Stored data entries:
..........
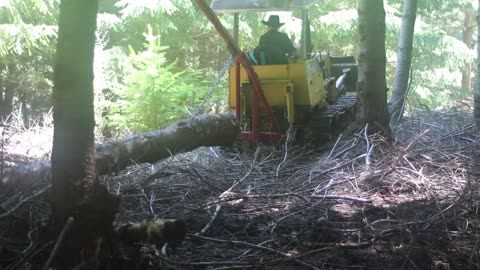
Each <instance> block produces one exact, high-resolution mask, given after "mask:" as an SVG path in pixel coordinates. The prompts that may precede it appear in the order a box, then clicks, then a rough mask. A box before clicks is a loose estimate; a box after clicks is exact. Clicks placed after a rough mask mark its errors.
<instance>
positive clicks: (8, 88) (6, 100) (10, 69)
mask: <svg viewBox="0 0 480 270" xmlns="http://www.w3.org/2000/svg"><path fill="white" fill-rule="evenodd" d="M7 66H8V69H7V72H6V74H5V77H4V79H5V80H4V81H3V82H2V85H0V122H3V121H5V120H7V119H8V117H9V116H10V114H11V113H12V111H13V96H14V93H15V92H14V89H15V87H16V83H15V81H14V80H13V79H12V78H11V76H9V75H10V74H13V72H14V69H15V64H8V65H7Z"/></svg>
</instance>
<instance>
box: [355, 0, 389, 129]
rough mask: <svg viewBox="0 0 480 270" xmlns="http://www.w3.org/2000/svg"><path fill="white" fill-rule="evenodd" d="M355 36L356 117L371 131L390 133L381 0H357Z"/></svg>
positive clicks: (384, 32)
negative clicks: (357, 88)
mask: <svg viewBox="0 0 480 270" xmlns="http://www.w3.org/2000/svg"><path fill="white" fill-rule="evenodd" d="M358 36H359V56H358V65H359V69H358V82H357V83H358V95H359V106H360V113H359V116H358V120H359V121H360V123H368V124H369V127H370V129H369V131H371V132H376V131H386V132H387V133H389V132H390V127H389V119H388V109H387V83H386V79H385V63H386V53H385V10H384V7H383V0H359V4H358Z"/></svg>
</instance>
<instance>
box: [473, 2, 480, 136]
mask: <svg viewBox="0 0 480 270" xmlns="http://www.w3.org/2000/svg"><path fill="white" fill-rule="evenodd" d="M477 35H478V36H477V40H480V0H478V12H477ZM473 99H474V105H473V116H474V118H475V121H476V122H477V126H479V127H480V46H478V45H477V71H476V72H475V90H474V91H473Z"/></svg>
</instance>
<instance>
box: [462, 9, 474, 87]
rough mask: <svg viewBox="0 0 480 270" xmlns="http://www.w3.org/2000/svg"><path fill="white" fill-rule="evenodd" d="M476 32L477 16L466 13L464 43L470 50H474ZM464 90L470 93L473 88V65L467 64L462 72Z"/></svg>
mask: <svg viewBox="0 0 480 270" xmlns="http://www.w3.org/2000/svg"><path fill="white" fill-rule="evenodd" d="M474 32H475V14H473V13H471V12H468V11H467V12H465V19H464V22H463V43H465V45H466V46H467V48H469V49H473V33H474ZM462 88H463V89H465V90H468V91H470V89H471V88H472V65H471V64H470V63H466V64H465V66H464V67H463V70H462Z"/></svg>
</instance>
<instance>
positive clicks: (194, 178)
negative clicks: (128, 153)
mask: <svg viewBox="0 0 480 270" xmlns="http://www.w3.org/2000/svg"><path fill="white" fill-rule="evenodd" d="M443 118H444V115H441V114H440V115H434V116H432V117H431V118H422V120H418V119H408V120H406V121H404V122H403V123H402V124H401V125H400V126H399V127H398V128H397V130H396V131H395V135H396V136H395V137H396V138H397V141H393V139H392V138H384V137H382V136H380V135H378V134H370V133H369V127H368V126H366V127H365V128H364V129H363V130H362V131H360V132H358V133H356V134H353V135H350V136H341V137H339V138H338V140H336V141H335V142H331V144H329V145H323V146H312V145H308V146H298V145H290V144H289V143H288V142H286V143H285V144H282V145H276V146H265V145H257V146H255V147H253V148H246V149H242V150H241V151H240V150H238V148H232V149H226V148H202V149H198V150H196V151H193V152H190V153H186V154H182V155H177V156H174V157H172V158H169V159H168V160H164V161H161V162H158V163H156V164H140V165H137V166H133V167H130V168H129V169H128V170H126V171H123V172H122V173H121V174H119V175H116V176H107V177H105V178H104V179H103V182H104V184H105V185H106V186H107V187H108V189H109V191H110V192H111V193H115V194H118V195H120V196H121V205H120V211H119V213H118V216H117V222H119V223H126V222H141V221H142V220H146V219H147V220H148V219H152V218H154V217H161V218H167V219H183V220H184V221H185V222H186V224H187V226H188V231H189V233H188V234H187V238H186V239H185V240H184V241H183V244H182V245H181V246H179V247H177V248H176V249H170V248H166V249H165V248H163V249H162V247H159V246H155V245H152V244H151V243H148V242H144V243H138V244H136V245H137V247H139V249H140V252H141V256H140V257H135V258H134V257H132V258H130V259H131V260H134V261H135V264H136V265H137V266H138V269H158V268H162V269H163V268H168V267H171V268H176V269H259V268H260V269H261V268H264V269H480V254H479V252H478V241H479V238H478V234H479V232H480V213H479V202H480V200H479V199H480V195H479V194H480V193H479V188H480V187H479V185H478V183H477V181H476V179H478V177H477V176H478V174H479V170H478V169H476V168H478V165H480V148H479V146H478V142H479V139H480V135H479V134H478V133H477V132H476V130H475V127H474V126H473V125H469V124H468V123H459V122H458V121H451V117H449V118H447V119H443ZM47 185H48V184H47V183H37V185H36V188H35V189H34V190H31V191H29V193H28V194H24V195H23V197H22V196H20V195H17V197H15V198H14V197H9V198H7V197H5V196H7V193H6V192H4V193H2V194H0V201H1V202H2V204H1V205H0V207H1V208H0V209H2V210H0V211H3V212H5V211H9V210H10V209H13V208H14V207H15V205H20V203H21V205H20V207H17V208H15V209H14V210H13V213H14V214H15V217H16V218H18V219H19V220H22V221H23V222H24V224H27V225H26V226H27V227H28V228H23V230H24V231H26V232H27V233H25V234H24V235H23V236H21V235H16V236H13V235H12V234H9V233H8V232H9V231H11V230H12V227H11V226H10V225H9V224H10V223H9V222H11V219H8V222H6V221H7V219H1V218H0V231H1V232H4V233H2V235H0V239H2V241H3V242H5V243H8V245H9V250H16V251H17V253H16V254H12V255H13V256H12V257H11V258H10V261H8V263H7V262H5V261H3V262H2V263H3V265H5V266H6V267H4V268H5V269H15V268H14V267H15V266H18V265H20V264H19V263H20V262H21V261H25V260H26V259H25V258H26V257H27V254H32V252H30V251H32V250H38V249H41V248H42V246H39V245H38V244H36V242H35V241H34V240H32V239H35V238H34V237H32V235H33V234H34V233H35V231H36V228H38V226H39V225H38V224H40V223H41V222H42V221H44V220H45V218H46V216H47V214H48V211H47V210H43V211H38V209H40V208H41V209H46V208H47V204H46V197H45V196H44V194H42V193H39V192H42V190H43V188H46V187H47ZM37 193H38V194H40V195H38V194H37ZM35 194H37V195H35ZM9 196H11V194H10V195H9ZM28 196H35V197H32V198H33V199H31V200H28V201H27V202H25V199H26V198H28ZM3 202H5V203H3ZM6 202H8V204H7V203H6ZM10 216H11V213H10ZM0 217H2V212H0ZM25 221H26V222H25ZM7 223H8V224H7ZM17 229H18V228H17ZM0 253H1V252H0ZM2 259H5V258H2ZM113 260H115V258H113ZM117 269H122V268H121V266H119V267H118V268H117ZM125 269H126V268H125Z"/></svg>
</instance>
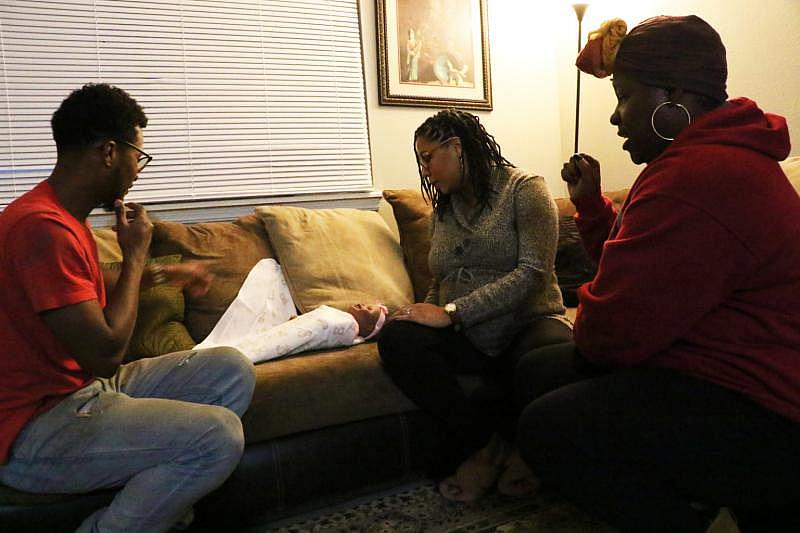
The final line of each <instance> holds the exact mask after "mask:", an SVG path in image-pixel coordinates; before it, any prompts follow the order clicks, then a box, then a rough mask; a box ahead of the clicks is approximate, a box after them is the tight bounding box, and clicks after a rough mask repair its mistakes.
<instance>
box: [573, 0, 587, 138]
..........
• BRIEF:
Report every line of the records that contains the word "exact", copying each line in full. Case counts.

• SOLUTION FOR THIS PROBLEM:
Each <instance> block produces one exact, high-resolution mask, given after "mask:" as an SVG path in pixel coordinates. The prompts that may precede it appear in the order a box, then clicks, then a rough mask. A box before clicks is a loose estimate; a box after clicks is exact. Clicks placed after a rough mask mark its errors.
The final line of each <instance> holds the exact mask after "mask:", an SVG path in image-pixel coordinates; before it, any prompts follow the order clicks, then a box, then a rough mask; a box ahead of the clicks is approximate, a box after them is the tight bounding box, and clicks after a rough mask repair its mistakes.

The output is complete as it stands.